## Consigne écrite
Poursuivez, s'il vous plaît, le texte ci-dessous sur les sanctions économiques après sa dernière phrase.

## Extrait présenté
CAMBRIDGE – A l’heure où les sanctions économiques occidentales contre la Russie, l’Iran et Cuba font les gros titres, c’est apparemment le bon moment pour faire le point sur la question de savoir à quel point ces mesures fonctionnent. La réponse courte est que les sanctions économiques n’ont en général que des effets modestes, même si elles peuvent être un moyen essentiel de faire preuve de détermination morale. Si les sanctions économiques doivent jouer un rôle de plus en plus important dans le leadership politique du XXIème siècle, il pourrait être utile de réfléchir sur leur fonctionnement passé.

 

Comme le font remarquer Gary Hufbauer et Jeffrey Schott dans leur ouvrage de référence sur le sujet, l’histoire des sanctions économiques remonte au moins à 432 av. J.-C., quand l’homme d’État et général grec Périclès a promulgué le « décret de Mégare » en réponse à l’enlèvement de trois femmes d’Aspasie. Dans les temps modernes, les États-Unis ont employé des sanctions économiques dans la poursuite d’objectifs divers, allant des efforts de l’administration Carter dans les années 1970 pour promouvoir les droits de l’homme, jusqu’aux tentatives pour empêcher la prolifération nucléaire dans les années 1980.

## Items fournis
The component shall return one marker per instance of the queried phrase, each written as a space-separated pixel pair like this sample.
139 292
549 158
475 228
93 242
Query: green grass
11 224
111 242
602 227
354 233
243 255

## Réponse à l'exercice
Pendant la Guerre froide, les États-Unis ont également employé des sanctions économiques pour déstabiliser des gouvernements hostiles en particulier en Amérique latine, bien qu’ils ne semblent pas avoir joué plus qu’un rôle mineur, même quand le changement de régime a finalement eu lieu. Les sanctions économiques contre la Serbie dans les années 1990 n’ont pas dissuadé l’invasion de la Bosnie. Certes le châtiment symbolique du gouvernement américain contre la légende du jeu d’échecs Bobby Fischer (pour avoir disputé une partie à Belgrade en dépit des sanctions) n’a fourni aucune trêve à la ville assiégée de Sarajevo.

L’ex-Union Soviétique a aussi joué le jeu des sanctions, par exemple contre la Chine, l’Albanie et la Yougoslavie. Elle n’a pas non plus remporté de francs succès, sauf peut-être dans le cas de la Finlande qui a finalement plié sous ses mesures en vue d’obtenir une trêve contre les sanctions imposées en 1958.

La plupart des cas modernes, les sanctions opposent un grand pays à un petit pays, mais il existe quelques cas qui impliquant des pays de taille égale, comme la longue querelle des années 1950 aux années 1980 entre le Royaume-Uni et l’Espagne pour Gibraltar.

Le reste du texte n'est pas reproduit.